Lundi, 06 septembre 2021

Alors que le monde commémore le 20e anniversaire des attaques du 11 Septembre, quelles sont les leçons à tirer de cet événement au niveau de la lutte antiterroriste ? Analyse.

11 Septembre, des leçons et des défis

Dr Eman Ragab*

20 ans se sont écoulés depuis les attentats du 11 Septembre à New York. L’importance de ces attaques, qui ont bouleversé le monde, réside dans le fait qu’elles ont, d’une part, dévoilé les capacités opérationnelles de l’organisation d’Al-Qaëda en Afghanistan. Et d’autre part, elles ont souligné les défaillances des politiques américaines de sécurité proactives qui devaient en principe anticiper les agressions terroristes sur les territoires américains. Paradoxalement, la commémoration du 11 Septembre cette année intervient alors que l’Afghanistan et l’Iraq, les deux pays où les Etats-Unis ont mené leur « guerre contre le terrorisme », connaissent de multiples transformations internes. En fait, de nombreuses leçons sont à tirer de cette longue guerre contre le terrorisme. Les attentats du 11 Septembre ont contribué au développement des politiques antiterroristes aux niveaux international, régional et national dans de nombreux pays.

Extraits de données:
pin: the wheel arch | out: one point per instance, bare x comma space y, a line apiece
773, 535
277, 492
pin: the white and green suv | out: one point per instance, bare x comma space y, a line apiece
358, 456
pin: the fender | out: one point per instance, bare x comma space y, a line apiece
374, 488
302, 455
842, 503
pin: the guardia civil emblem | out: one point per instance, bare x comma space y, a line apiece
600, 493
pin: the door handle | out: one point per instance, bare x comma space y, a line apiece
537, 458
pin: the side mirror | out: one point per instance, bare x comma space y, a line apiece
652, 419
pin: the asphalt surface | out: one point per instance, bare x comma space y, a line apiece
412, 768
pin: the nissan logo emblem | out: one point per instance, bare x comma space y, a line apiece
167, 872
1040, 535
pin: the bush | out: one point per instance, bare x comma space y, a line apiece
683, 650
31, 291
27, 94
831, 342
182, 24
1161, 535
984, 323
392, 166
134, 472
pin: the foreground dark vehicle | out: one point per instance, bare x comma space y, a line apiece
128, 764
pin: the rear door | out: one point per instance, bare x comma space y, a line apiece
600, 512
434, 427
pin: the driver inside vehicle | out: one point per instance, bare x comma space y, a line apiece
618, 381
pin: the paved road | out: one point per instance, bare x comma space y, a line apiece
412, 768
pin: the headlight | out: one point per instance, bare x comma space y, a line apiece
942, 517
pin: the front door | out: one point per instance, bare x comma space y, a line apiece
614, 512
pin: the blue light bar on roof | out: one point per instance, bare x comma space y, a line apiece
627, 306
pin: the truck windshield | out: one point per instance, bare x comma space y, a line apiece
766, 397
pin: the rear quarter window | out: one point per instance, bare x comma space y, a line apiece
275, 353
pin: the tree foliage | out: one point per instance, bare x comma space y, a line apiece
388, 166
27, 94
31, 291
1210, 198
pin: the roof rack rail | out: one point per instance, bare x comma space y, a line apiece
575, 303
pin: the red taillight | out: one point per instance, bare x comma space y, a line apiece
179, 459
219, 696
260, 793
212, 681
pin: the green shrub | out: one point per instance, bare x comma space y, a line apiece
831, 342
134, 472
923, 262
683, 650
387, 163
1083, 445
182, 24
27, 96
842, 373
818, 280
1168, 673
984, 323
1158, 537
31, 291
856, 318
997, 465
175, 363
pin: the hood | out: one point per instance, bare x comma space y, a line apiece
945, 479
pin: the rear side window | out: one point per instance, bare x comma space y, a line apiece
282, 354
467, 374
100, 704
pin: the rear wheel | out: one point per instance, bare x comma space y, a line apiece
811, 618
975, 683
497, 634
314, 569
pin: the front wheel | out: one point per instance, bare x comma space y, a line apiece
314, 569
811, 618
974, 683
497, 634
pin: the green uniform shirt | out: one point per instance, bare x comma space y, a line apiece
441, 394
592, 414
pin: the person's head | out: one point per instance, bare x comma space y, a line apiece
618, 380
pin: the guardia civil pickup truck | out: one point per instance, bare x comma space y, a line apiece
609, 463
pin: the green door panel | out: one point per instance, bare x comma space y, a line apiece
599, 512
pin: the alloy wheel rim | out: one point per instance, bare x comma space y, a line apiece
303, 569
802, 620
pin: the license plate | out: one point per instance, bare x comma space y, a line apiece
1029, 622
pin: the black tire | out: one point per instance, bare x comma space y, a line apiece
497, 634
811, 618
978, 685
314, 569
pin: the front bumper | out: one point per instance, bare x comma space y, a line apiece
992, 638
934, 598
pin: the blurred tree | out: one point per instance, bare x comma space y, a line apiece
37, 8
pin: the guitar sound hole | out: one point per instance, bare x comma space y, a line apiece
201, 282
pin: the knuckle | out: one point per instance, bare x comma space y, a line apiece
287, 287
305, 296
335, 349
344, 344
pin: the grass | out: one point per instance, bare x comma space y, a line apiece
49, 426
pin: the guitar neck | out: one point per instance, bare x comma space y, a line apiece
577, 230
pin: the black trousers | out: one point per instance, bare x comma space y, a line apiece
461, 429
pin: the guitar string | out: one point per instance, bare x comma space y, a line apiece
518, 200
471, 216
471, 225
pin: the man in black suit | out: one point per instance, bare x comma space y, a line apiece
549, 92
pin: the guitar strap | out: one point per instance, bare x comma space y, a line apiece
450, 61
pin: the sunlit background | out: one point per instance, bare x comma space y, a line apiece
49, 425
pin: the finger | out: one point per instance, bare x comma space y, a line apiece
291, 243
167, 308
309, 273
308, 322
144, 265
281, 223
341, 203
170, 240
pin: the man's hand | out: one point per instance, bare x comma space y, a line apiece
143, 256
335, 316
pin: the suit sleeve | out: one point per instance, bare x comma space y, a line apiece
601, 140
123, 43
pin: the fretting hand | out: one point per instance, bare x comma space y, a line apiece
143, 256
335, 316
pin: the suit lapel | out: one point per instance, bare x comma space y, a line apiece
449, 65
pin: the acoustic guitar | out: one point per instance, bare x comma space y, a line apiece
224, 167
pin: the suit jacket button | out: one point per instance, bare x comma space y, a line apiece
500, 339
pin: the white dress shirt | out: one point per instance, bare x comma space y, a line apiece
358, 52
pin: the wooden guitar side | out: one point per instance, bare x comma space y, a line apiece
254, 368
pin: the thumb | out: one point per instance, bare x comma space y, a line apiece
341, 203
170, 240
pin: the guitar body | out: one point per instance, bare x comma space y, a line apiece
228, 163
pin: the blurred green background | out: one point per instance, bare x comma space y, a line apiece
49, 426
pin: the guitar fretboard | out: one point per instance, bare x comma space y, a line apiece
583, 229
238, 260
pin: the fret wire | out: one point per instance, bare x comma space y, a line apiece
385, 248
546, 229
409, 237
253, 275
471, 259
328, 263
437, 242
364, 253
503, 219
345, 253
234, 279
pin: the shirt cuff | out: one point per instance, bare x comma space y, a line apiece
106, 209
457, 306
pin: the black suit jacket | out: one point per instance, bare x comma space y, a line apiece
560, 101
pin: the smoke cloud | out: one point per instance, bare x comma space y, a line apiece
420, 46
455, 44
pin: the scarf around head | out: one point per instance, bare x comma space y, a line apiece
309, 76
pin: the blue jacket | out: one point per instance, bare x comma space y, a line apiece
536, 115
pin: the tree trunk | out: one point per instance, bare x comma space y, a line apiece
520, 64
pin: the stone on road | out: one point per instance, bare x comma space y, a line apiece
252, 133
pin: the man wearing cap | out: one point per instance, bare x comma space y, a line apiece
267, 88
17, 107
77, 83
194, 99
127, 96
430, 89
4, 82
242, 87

Actions à mener:
(a) D'après le texte de la page, dans quels deux pays les États-Unis ont-ils mené leur « guerre contre le terrorisme » ?
(b) Résumez le texte de la page en deux phrases.

Réponses:
(a) En Afghanistan et en Iraq.

(b) Vingt ans après les attentats du 11 Septembre à New York, leur importance tient à ce qu'ils ont dévoilé les capacités opérationnelles d'Al-Qaëda en Afghanistan et souligné les défaillances des politiques américaines de sécurité proactives. Leur commémoration intervient alors que l'Afghanistan et l'Iraq connaissent de multiples transformations internes, et ces attentats ont contribué au développement des politiques antiterroristes aux niveaux international, régional et national dans de nombreux pays.